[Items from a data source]
[Begin]

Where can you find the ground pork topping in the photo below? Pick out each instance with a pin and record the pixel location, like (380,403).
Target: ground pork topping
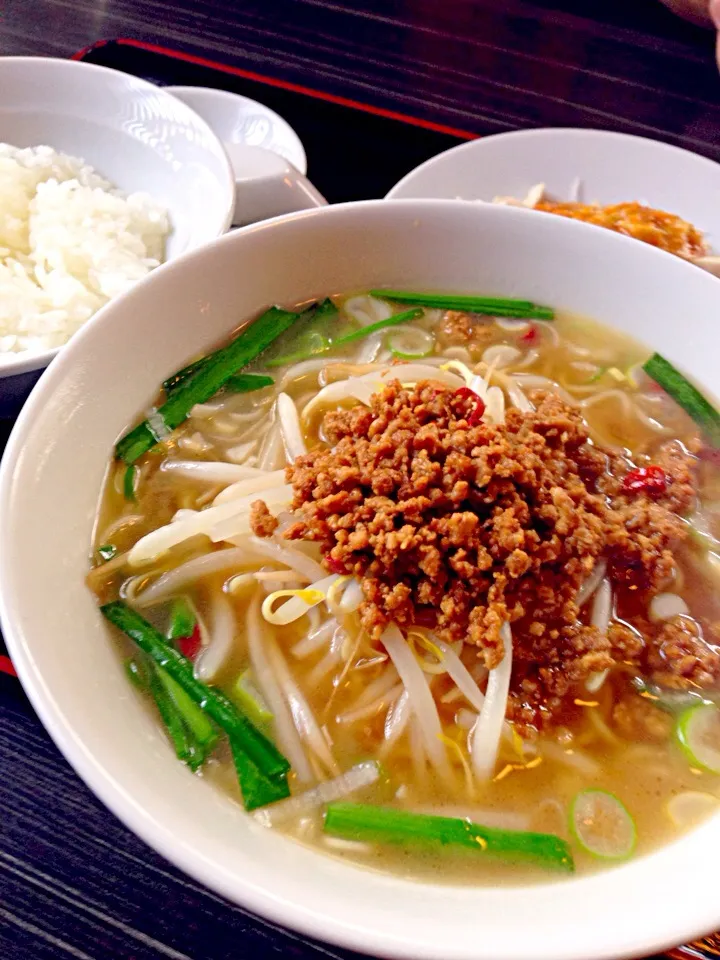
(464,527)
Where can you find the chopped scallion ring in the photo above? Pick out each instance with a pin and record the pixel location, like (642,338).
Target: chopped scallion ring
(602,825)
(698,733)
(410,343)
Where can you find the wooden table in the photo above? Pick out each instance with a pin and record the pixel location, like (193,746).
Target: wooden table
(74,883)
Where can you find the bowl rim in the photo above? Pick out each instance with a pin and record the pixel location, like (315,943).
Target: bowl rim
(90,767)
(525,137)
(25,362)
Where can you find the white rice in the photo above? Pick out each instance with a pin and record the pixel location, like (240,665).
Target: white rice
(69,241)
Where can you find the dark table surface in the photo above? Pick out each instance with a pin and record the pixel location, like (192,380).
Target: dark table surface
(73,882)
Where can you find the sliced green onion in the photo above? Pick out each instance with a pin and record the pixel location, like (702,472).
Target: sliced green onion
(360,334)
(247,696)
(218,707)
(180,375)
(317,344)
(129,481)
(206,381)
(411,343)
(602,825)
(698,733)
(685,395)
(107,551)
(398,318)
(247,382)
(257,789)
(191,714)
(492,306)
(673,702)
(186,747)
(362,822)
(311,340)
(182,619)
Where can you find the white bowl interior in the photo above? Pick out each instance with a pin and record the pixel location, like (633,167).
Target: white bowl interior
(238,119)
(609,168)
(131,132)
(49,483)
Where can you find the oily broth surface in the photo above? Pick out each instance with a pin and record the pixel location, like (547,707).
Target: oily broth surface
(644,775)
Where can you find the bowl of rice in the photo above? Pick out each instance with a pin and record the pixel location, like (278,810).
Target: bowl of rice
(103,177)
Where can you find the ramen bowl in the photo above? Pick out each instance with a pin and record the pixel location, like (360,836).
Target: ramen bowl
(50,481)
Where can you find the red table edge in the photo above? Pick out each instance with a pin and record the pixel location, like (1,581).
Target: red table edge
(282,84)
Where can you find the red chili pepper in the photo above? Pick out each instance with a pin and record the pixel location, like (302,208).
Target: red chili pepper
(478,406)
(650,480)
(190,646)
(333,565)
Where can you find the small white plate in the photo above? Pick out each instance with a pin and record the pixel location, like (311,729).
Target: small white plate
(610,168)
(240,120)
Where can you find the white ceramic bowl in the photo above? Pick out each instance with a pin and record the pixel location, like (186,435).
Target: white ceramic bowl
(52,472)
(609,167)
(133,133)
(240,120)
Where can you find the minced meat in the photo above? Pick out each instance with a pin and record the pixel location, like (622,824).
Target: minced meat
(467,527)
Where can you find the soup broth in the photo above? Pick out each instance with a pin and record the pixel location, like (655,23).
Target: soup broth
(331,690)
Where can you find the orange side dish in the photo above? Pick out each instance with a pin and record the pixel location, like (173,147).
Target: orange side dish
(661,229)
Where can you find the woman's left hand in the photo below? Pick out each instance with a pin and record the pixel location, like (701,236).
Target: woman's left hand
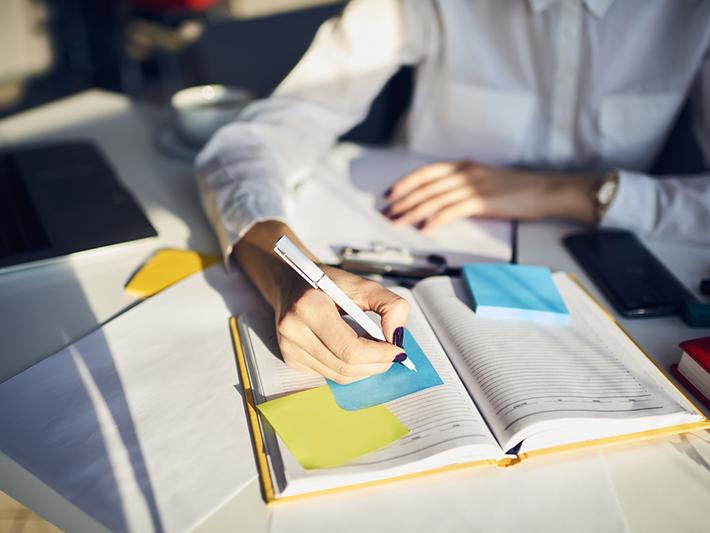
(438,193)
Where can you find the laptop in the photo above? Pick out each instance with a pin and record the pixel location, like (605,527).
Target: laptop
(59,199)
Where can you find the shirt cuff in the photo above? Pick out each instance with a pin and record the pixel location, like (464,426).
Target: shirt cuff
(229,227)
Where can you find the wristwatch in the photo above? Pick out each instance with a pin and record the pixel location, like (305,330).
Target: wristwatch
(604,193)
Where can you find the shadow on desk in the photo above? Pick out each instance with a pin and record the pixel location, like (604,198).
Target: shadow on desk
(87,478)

[End]
[Begin]

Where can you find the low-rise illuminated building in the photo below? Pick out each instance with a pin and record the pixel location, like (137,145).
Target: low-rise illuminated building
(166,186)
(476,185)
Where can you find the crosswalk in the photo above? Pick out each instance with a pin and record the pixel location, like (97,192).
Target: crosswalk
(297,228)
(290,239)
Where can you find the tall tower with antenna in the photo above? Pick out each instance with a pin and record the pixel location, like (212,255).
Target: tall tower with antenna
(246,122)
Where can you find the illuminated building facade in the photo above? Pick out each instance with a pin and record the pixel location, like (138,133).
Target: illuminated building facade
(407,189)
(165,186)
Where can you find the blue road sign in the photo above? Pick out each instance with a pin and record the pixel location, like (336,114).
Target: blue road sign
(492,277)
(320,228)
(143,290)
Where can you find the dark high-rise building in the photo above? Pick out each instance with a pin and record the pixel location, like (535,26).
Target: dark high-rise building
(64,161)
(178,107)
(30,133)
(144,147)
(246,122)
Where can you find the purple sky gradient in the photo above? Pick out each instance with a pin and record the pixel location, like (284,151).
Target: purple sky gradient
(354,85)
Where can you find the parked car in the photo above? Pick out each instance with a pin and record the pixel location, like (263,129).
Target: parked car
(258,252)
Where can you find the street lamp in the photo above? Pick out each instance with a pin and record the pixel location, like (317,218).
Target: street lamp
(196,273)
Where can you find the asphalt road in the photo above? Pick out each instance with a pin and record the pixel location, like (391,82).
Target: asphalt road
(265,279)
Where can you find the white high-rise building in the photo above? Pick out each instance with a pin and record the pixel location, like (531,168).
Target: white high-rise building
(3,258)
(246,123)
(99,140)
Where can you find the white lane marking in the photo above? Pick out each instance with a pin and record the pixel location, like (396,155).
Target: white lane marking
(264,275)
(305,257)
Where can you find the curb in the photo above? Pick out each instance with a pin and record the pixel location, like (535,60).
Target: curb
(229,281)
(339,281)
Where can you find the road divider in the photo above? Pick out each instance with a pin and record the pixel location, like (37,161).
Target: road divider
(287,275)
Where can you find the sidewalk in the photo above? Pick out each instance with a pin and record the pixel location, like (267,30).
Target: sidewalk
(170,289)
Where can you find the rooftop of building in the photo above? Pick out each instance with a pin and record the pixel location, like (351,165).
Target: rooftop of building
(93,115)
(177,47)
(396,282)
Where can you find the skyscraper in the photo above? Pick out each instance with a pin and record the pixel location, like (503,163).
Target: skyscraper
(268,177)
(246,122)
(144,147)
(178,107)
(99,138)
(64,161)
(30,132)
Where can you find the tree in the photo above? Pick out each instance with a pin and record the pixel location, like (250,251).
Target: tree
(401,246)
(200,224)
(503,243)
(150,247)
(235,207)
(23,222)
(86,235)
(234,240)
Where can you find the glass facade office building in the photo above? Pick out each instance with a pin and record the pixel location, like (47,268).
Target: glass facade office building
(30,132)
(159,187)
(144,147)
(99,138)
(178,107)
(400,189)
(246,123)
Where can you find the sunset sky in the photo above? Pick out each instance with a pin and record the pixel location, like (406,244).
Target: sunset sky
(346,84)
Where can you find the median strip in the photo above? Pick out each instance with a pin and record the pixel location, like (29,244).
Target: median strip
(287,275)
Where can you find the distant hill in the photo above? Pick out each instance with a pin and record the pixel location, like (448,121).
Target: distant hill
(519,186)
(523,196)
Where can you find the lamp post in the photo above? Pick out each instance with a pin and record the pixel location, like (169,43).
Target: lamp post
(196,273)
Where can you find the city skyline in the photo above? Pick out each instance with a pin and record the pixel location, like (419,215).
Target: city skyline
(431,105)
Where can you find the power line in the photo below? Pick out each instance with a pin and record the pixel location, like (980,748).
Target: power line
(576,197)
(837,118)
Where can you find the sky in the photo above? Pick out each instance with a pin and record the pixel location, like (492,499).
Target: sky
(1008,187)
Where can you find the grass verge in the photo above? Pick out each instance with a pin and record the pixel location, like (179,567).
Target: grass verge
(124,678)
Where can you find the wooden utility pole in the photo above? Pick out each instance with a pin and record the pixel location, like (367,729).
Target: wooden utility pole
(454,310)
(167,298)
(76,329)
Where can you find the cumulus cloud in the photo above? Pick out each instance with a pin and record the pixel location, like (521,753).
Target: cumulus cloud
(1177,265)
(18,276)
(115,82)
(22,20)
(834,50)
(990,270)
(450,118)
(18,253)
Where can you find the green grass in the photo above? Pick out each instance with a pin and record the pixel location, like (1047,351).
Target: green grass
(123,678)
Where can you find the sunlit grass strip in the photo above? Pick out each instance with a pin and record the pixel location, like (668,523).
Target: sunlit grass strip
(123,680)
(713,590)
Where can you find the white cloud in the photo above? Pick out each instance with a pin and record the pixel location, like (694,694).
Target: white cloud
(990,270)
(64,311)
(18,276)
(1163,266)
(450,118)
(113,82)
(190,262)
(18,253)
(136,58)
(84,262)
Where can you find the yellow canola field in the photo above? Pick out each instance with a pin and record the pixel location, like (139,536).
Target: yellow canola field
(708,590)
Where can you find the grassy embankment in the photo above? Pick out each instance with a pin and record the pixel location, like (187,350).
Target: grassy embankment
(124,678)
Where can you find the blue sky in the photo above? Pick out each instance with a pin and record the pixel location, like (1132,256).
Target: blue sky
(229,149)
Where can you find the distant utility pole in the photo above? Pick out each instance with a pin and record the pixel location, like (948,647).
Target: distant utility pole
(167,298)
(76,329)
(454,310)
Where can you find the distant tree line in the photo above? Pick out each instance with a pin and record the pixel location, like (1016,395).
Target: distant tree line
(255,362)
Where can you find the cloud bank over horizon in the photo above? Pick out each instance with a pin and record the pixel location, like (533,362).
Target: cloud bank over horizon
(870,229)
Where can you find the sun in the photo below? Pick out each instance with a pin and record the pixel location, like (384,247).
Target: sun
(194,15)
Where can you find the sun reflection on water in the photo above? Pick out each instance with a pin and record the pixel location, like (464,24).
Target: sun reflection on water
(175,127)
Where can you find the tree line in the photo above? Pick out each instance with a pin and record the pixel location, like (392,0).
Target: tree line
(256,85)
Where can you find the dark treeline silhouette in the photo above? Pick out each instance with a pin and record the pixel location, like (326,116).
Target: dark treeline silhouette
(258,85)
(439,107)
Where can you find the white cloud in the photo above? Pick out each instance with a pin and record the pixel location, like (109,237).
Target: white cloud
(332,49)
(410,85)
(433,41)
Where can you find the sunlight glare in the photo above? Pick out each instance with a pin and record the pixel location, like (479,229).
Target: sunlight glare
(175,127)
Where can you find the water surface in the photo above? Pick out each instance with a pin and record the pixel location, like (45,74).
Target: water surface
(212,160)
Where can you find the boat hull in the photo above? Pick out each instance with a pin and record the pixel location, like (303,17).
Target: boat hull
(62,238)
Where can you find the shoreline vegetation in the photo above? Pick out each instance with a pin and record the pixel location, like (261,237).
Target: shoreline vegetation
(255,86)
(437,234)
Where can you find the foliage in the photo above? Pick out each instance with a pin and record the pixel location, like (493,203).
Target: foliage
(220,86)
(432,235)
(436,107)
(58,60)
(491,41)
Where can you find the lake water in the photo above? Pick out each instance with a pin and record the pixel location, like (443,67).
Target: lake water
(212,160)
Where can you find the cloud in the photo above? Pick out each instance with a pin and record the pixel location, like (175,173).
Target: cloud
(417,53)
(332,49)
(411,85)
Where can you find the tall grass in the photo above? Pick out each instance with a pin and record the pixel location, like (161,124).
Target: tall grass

[End]
[Begin]

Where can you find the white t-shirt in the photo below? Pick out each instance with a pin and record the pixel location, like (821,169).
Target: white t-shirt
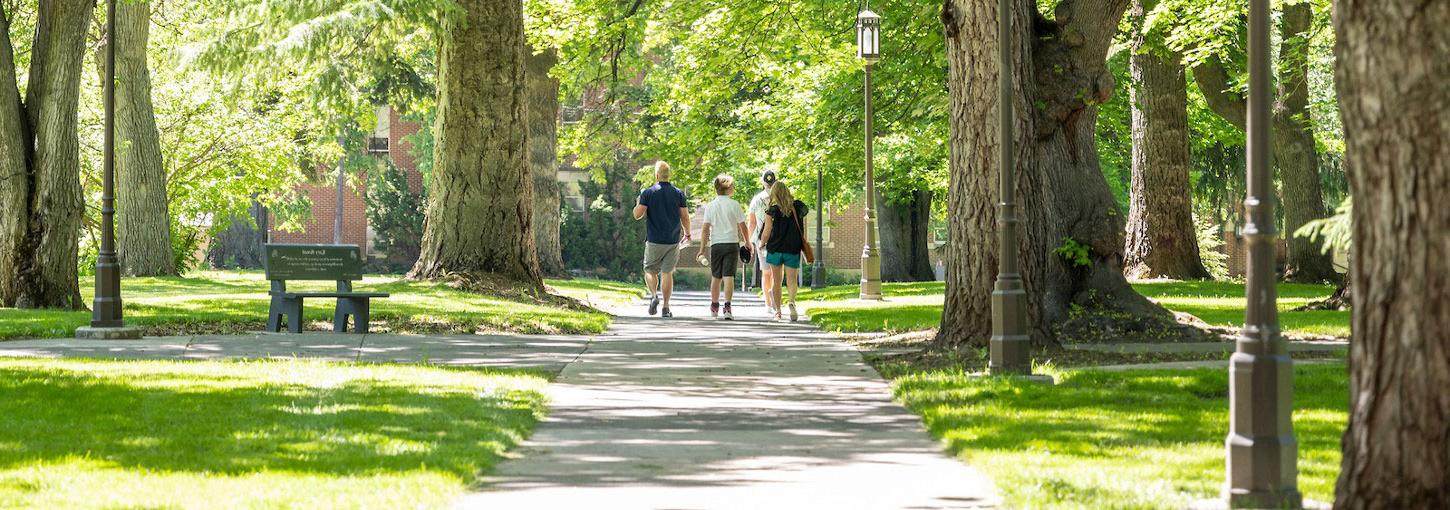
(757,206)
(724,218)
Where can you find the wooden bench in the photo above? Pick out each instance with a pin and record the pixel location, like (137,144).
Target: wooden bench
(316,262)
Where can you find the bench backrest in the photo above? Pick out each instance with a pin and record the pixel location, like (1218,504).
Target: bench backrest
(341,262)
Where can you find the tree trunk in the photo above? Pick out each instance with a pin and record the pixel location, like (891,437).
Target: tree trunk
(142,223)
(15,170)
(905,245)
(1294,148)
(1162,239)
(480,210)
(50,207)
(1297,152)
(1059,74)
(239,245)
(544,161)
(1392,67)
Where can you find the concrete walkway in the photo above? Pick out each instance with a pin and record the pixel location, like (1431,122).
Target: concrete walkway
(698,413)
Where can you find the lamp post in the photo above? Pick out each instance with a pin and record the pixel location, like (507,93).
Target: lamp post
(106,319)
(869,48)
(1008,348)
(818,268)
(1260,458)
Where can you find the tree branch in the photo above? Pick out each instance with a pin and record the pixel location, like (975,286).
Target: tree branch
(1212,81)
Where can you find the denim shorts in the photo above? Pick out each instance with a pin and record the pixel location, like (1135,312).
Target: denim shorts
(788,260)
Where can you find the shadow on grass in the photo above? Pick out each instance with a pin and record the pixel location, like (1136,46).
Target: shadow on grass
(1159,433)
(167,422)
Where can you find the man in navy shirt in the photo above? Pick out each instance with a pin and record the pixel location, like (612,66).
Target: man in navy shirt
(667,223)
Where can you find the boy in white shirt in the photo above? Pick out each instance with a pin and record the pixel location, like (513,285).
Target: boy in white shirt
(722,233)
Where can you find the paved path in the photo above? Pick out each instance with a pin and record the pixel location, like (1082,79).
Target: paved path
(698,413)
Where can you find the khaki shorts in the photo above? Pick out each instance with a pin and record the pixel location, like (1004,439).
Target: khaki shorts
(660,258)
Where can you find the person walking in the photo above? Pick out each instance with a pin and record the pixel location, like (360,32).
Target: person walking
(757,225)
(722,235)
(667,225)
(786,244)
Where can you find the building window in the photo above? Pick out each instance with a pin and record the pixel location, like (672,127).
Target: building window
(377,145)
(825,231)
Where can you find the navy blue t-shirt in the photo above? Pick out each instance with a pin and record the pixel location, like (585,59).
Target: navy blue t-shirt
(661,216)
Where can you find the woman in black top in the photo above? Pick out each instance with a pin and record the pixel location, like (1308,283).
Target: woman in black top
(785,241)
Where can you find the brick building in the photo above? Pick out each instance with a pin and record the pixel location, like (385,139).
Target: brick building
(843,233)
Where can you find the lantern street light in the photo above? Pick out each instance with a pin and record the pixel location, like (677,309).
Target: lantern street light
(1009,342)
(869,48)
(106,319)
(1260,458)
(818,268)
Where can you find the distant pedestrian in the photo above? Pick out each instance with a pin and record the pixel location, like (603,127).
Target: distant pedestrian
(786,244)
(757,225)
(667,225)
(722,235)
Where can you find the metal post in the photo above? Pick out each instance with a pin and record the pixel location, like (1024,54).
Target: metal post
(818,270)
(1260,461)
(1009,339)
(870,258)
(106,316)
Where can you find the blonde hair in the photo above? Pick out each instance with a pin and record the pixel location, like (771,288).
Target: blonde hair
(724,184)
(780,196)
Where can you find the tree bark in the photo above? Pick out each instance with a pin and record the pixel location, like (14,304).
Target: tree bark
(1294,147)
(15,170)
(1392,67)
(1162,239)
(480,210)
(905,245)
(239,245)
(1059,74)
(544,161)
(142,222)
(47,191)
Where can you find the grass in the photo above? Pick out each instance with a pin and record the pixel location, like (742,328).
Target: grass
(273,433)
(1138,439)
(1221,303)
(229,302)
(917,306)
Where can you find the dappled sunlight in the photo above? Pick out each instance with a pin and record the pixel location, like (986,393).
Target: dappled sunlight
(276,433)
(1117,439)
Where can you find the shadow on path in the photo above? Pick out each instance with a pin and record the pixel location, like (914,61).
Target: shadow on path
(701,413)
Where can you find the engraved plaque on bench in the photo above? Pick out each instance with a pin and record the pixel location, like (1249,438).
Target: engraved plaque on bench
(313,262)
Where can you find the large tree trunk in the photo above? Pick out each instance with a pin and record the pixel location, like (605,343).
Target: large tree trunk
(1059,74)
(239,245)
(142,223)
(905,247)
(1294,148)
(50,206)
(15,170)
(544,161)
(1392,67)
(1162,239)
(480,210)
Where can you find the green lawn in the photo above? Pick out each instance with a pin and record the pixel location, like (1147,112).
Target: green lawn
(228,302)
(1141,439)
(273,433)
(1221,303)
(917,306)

[End]

## Exercise requirements
Gather every line of the listing above that contains the string "meat".

## Solution
Where can you find the minced meat in the photo above? Pick out each instance with a pin and record the pixel location, like (622,824).
Target: minced meat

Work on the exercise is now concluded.